··· Given entries
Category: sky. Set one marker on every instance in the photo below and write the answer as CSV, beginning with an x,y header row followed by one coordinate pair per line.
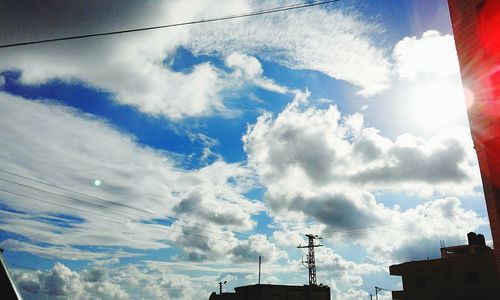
x,y
156,164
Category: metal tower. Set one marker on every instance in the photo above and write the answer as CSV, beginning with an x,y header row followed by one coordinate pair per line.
x,y
310,261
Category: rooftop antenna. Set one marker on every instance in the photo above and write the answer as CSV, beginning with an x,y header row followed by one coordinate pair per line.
x,y
260,262
220,286
310,261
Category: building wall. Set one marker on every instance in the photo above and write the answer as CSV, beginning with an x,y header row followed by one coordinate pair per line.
x,y
471,276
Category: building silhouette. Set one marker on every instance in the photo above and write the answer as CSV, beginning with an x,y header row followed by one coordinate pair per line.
x,y
276,292
9,289
462,272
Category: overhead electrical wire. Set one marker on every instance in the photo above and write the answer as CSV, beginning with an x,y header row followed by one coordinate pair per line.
x,y
122,213
223,18
114,203
355,231
152,225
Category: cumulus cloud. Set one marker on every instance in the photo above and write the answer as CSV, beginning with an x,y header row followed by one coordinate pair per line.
x,y
432,53
320,166
247,69
125,282
59,145
308,148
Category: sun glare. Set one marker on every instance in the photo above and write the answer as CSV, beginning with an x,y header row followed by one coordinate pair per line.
x,y
438,104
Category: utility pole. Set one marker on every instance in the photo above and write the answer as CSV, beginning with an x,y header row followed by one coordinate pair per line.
x,y
310,261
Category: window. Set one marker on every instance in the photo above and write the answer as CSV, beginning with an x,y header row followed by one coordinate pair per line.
x,y
471,277
421,281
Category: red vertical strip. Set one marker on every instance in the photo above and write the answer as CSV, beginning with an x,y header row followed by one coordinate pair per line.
x,y
476,28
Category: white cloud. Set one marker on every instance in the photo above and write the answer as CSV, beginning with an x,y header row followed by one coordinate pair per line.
x,y
319,166
131,67
58,145
247,69
304,148
433,53
125,282
338,44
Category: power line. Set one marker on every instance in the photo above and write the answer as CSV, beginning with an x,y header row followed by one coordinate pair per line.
x,y
109,208
58,204
63,196
76,192
157,226
229,17
100,199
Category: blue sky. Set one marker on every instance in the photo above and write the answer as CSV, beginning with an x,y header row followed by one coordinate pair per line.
x,y
160,163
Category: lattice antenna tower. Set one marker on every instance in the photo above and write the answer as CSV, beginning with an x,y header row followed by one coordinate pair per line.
x,y
310,261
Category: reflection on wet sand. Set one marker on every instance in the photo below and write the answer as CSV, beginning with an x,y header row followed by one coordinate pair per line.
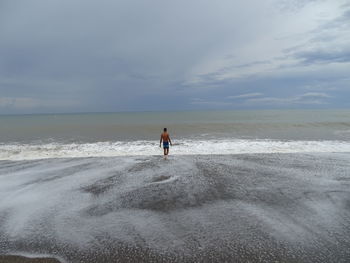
x,y
256,207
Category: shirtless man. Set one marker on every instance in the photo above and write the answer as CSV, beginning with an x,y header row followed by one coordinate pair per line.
x,y
166,140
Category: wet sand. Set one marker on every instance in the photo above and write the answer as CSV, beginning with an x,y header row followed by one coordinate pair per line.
x,y
229,208
19,259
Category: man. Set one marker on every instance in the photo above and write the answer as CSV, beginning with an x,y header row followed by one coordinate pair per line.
x,y
166,140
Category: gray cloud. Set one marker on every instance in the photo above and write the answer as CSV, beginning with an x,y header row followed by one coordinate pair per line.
x,y
61,56
247,95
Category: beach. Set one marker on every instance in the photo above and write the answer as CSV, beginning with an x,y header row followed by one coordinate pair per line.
x,y
284,207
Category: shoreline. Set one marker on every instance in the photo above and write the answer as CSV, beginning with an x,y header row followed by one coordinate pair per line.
x,y
24,259
207,208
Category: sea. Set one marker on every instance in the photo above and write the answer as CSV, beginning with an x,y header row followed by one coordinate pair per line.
x,y
39,136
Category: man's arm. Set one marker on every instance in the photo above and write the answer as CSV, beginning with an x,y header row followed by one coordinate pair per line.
x,y
170,141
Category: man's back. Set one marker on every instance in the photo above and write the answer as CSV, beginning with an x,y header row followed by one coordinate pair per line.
x,y
165,136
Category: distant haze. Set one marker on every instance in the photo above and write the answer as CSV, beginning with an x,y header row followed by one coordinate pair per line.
x,y
138,55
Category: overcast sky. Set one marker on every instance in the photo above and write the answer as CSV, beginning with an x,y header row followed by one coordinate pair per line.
x,y
136,55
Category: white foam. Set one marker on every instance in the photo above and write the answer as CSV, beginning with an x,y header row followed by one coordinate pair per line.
x,y
185,147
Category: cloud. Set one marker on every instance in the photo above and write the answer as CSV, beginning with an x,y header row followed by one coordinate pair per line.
x,y
247,95
26,103
133,55
311,98
323,56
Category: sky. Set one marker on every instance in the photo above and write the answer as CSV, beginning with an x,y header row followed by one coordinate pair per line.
x,y
152,55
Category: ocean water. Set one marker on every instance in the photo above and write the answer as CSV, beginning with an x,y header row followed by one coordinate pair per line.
x,y
197,132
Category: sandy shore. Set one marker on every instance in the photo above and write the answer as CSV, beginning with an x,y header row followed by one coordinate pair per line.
x,y
243,208
19,259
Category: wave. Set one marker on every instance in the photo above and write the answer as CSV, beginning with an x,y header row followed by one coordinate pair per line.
x,y
17,151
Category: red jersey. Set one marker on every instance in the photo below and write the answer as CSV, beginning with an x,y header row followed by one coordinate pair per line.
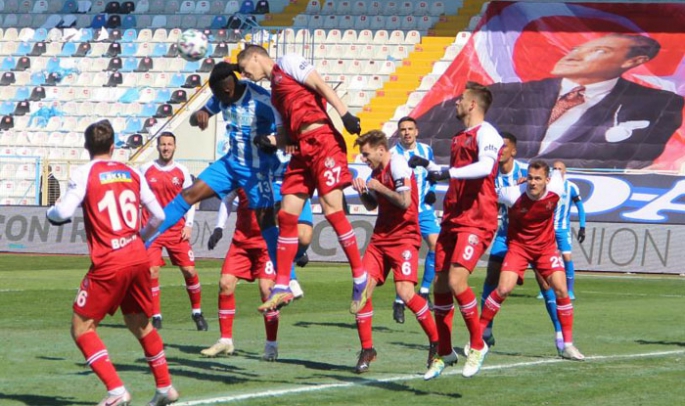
x,y
394,223
166,182
297,104
472,203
······
Task - Transcribe exactly the portion of the material above that runs from the line containing "Category: ocean water." through its last line, omitting all pictures.

Result below -
Category: ocean water. Set one marker on every instance in the photo above and write the answer as CSV, beginning with an x,y header row followed by one coordinate pair per line.
x,y
197,132
Category: sandy shore. Set one marker on every instance in the photo above and write the answer as CSV, beginning with an x,y header row followed by one coordinate pair per line.
x,y
243,208
19,259
Category: wave. Set one marker on every instance in the photo above and write the answer as CSV, beginning with an x,y header row followed by one coordinate pair per line.
x,y
17,151
Category: red jersey. Set one marker on every instance in the photo below and write the answer as CSV, beginning with an x,y header row followed by one coordinate pair per line.
x,y
394,223
166,182
297,104
472,203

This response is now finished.